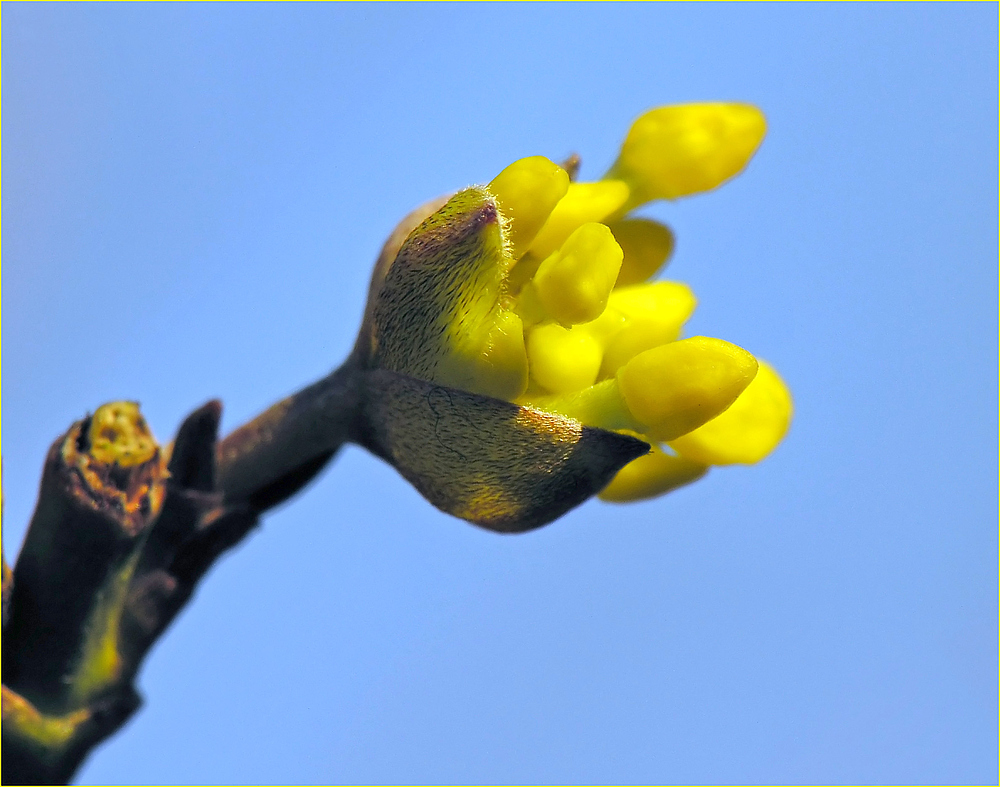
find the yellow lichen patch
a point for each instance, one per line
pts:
(526, 192)
(47, 733)
(674, 151)
(651, 475)
(583, 203)
(749, 430)
(118, 434)
(646, 247)
(677, 387)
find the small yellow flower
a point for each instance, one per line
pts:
(534, 291)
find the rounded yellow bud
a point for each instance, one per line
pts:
(573, 284)
(563, 360)
(646, 246)
(584, 202)
(655, 314)
(677, 387)
(674, 151)
(526, 193)
(749, 430)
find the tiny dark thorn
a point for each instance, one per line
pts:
(571, 165)
(192, 464)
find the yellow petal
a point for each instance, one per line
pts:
(584, 202)
(654, 315)
(677, 387)
(646, 246)
(563, 360)
(650, 476)
(749, 430)
(526, 192)
(573, 283)
(673, 151)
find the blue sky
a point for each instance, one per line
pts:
(192, 199)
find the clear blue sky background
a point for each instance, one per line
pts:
(192, 198)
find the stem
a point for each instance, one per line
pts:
(270, 458)
(59, 646)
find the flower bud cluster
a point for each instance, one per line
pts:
(538, 290)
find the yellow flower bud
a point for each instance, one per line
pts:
(646, 246)
(573, 284)
(563, 360)
(677, 387)
(651, 475)
(526, 193)
(583, 203)
(674, 151)
(654, 315)
(749, 430)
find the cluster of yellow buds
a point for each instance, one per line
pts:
(535, 289)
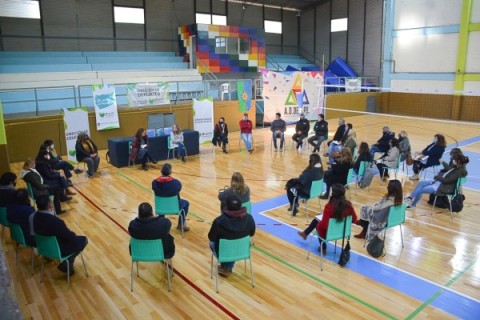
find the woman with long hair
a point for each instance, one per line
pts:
(176, 139)
(140, 149)
(338, 207)
(237, 187)
(430, 156)
(376, 215)
(300, 187)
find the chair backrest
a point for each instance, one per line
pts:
(16, 234)
(316, 189)
(146, 250)
(234, 250)
(247, 205)
(396, 215)
(47, 246)
(167, 205)
(3, 216)
(335, 229)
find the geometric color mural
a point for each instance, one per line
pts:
(206, 35)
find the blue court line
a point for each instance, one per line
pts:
(444, 299)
####################
:: WORK TO COMPLETE ::
All that is needed is the span from the line with "find the rounded yellow bud" through the last line of the material above, reproduced exactly and free of pictures.

:: RESPONSE AREA ::
find the rounded yellow bud
a point for each instance, one per line
pts:
(573, 284)
(563, 360)
(646, 246)
(584, 202)
(655, 314)
(677, 387)
(674, 151)
(526, 193)
(749, 430)
find the tiny dark thorn
a point for each instance, one per line
pts:
(571, 165)
(192, 464)
find the yellow petal
a point for each instance, one per line
pts:
(584, 202)
(654, 315)
(677, 387)
(646, 246)
(563, 360)
(650, 476)
(749, 430)
(526, 192)
(573, 283)
(673, 151)
find the blue sky
a point for each instance, one per line
pts:
(192, 199)
find the clear blue sky background
a point for each instance, one per line
pts:
(192, 198)
find the stem
a point for each instance, one per line
pts:
(270, 458)
(59, 646)
find the flower bud cluster
a point for each instance, one per line
pts:
(538, 290)
find the yellow flower bud
a point for each instance, one per line
pts:
(646, 246)
(573, 284)
(563, 360)
(677, 387)
(651, 475)
(526, 193)
(583, 203)
(674, 151)
(654, 315)
(749, 430)
find the cluster of yellow buds
a point for each instance, one per line
pts:
(535, 289)
find the woman with long hair
a point for each instance, one per line
pts:
(176, 139)
(140, 149)
(338, 207)
(237, 187)
(430, 156)
(376, 215)
(300, 187)
find the chair backrest
a point for each instance, one per line
pts:
(16, 234)
(316, 189)
(146, 250)
(234, 250)
(247, 205)
(396, 215)
(47, 246)
(167, 205)
(3, 216)
(335, 229)
find the geometric color mural
a point for each instance, one per line
pts:
(206, 35)
find the blue court line
a point for each instance, one per line
pts:
(444, 299)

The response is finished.